Scan the listing below and copy each line holding the word "drawer".

__Data for processing__.
____________
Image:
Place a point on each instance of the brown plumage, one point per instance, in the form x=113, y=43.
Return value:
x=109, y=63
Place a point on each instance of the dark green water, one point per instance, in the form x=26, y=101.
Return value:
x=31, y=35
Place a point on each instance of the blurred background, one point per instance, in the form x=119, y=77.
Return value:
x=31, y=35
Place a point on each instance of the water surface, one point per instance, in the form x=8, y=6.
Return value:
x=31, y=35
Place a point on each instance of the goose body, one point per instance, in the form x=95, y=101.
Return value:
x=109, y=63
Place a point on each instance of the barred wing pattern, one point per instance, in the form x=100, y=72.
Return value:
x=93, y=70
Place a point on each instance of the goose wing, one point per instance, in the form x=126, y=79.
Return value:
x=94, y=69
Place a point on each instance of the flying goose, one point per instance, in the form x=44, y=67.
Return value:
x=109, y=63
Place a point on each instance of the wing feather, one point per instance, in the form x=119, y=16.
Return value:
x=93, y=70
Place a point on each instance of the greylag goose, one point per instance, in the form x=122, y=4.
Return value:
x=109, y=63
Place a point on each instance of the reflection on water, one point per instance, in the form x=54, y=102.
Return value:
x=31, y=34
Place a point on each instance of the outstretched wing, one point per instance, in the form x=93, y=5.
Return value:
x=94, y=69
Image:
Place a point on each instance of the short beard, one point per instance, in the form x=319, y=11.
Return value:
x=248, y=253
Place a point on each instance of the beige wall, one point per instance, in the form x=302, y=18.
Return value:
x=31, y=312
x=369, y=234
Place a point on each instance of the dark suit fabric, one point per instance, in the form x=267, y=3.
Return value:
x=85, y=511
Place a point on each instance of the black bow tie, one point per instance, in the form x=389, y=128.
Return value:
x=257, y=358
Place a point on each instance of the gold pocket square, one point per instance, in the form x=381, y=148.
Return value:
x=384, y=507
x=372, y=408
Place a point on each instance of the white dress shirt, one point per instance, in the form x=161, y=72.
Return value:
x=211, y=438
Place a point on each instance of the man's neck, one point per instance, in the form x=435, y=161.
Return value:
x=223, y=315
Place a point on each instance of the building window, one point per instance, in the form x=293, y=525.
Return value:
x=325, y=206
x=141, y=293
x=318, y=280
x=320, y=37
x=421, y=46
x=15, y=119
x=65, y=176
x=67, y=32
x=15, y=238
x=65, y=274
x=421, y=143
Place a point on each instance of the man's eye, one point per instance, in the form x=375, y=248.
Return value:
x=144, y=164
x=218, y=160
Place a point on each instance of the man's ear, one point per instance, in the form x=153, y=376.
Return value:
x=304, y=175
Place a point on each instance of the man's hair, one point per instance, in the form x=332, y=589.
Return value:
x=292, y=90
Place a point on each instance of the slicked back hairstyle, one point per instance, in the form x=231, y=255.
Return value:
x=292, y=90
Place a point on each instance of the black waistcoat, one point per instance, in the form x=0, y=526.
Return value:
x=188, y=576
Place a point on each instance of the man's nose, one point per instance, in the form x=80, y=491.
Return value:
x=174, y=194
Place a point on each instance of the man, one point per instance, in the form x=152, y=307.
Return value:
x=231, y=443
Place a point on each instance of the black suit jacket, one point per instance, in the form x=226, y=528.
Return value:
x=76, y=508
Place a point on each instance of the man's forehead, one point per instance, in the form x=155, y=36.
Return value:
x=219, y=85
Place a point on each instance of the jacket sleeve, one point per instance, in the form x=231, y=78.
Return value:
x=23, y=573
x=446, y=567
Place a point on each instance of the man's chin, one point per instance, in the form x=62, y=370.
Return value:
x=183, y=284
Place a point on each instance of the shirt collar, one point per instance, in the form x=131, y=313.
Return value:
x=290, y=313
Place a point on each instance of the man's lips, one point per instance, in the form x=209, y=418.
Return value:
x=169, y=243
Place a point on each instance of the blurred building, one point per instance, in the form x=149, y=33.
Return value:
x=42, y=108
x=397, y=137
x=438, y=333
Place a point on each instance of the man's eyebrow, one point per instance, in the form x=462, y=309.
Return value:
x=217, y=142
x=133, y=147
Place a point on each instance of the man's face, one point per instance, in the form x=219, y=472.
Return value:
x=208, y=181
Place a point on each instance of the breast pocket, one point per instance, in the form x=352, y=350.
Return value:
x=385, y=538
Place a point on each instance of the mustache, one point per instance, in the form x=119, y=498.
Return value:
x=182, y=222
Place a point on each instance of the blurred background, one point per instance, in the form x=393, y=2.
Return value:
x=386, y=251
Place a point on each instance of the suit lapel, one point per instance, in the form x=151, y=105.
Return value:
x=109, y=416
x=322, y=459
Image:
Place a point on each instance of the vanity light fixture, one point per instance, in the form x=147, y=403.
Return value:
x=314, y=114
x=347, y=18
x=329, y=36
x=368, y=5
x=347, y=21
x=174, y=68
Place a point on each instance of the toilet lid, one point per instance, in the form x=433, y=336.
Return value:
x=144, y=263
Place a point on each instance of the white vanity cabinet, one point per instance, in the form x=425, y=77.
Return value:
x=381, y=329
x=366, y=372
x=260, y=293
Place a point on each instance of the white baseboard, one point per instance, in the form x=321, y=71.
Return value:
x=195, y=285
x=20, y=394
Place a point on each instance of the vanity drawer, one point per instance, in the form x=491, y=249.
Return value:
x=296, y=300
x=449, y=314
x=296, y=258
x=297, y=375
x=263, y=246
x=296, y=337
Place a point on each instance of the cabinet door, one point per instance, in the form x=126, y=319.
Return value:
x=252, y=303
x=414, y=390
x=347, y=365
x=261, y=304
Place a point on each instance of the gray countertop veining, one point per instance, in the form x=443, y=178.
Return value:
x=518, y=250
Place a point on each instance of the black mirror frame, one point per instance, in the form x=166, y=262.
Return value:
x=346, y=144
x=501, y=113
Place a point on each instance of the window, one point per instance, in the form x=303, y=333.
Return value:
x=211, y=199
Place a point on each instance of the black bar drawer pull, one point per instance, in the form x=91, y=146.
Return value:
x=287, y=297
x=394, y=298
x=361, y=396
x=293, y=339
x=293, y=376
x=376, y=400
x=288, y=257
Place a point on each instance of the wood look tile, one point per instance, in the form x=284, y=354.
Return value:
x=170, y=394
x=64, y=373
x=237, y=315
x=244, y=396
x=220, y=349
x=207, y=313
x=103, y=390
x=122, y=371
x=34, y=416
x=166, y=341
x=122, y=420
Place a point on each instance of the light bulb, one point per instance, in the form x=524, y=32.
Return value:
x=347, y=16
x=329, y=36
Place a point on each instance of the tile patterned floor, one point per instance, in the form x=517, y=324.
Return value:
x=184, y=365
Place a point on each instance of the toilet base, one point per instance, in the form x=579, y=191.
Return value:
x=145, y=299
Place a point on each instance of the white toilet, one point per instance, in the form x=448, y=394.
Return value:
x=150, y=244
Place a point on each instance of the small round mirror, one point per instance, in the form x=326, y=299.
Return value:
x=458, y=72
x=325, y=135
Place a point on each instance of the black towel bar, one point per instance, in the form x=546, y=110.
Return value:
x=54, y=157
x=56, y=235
____________
__Task response__.
Place a point on each instance of the vanity drawer, one point per instance, in the form x=491, y=249.
Place a point on each instance of the black bar drawer pull, one point per instance, in the form x=91, y=146.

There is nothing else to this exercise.